◆ **EXERCISE INSTRUCTIONS**
Convert the data below into a Markdown table with the columns "Row" and "Line", giving each line its own numbered row. Leave out blank lines and the picture.

◆ **LISTED RECORDS**
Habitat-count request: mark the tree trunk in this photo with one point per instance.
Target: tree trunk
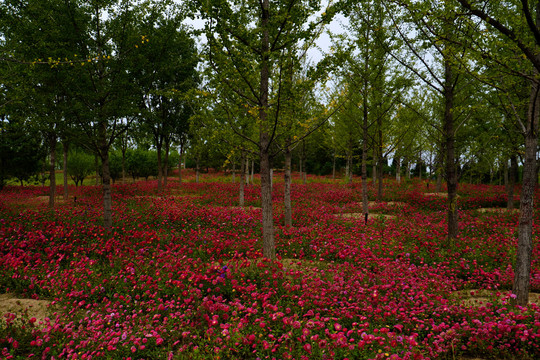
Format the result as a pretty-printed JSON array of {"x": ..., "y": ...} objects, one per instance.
[
  {"x": 242, "y": 181},
  {"x": 379, "y": 179},
  {"x": 64, "y": 166},
  {"x": 522, "y": 269},
  {"x": 166, "y": 164},
  {"x": 269, "y": 247},
  {"x": 160, "y": 167},
  {"x": 123, "y": 165},
  {"x": 96, "y": 164},
  {"x": 180, "y": 158},
  {"x": 334, "y": 167},
  {"x": 304, "y": 173},
  {"x": 52, "y": 174},
  {"x": 287, "y": 187},
  {"x": 197, "y": 161},
  {"x": 511, "y": 182},
  {"x": 449, "y": 133},
  {"x": 246, "y": 170},
  {"x": 365, "y": 136},
  {"x": 398, "y": 169},
  {"x": 348, "y": 168},
  {"x": 374, "y": 166},
  {"x": 106, "y": 175}
]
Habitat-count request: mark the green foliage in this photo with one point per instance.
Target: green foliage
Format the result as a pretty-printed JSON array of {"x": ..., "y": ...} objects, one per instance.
[
  {"x": 79, "y": 166},
  {"x": 21, "y": 153},
  {"x": 141, "y": 163}
]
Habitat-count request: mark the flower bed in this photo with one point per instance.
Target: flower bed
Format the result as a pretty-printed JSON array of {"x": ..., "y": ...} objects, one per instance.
[{"x": 182, "y": 277}]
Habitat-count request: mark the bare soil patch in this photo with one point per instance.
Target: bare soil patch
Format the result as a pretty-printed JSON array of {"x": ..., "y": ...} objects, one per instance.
[
  {"x": 480, "y": 297},
  {"x": 497, "y": 210},
  {"x": 441, "y": 194},
  {"x": 38, "y": 309},
  {"x": 361, "y": 216},
  {"x": 245, "y": 207}
]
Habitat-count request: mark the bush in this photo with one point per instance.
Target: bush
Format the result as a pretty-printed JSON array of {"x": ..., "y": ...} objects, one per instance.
[{"x": 79, "y": 166}]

◆ **REPLY TO THE TASK**
| Row | Line |
|---|---|
| 1 | Habitat-count request: mark the tree trunk in this photo with one point per instance. |
| 2 | Target: tree trunk |
| 3 | Format the result as a pretty-printed JSON array of {"x": ..., "y": ...} objects, one per instance. |
| 4 | [ |
| 5 |   {"x": 242, "y": 181}, |
| 6 |   {"x": 379, "y": 179}, |
| 7 |   {"x": 64, "y": 166}, |
| 8 |   {"x": 522, "y": 269}, |
| 9 |   {"x": 166, "y": 164}, |
| 10 |   {"x": 269, "y": 247}, |
| 11 |   {"x": 160, "y": 167}, |
| 12 |   {"x": 123, "y": 165}, |
| 13 |   {"x": 96, "y": 164}, |
| 14 |   {"x": 180, "y": 158}, |
| 15 |   {"x": 334, "y": 167}, |
| 16 |   {"x": 304, "y": 173}, |
| 17 |   {"x": 52, "y": 174}, |
| 18 |   {"x": 287, "y": 187}, |
| 19 |   {"x": 197, "y": 161}, |
| 20 |   {"x": 511, "y": 182}, |
| 21 |   {"x": 449, "y": 133}, |
| 22 |   {"x": 246, "y": 170}, |
| 23 |   {"x": 365, "y": 136}, |
| 24 |   {"x": 398, "y": 169}, |
| 25 |   {"x": 348, "y": 168}, |
| 26 |   {"x": 374, "y": 166}, |
| 27 |   {"x": 106, "y": 175} |
| 28 | ] |
| 29 | Habitat-count request: mark the green foliage in this photo with one point per instance. |
| 30 | Target: green foliage |
| 31 | Format the result as a pretty-printed JSON array of {"x": ..., "y": ...} objects, one per instance. |
| 32 | [ |
| 33 |   {"x": 79, "y": 166}, |
| 34 |   {"x": 21, "y": 153}, |
| 35 |   {"x": 141, "y": 163} |
| 36 | ] |
| 37 | Habitat-count request: mark the flower bed in this photo with one point per instance. |
| 38 | Target: flower bed |
| 39 | Format the result as a pretty-printed JSON array of {"x": ..., "y": ...} objects, one per instance. |
| 40 | [{"x": 182, "y": 277}] |
| 41 | Habitat-count request: mark the bare soil patch in this photo with one point per instance. |
| 42 | Target: bare soil patch |
| 43 | Format the result as a pretty-printed JSON array of {"x": ..., "y": ...} objects, one per instance. |
| 44 | [ |
| 45 |   {"x": 480, "y": 297}, |
| 46 |   {"x": 497, "y": 210}, |
| 47 |   {"x": 441, "y": 194}, |
| 48 |   {"x": 38, "y": 309}, |
| 49 |   {"x": 361, "y": 216}, |
| 50 |   {"x": 245, "y": 207} |
| 51 | ] |
| 52 | Habitat-count request: mark the bush in this photo with one point per instance. |
| 53 | Target: bush |
| 54 | Format the result as a pretty-printed JSON array of {"x": ..., "y": ...} objects, one per instance. |
| 55 | [{"x": 79, "y": 166}] |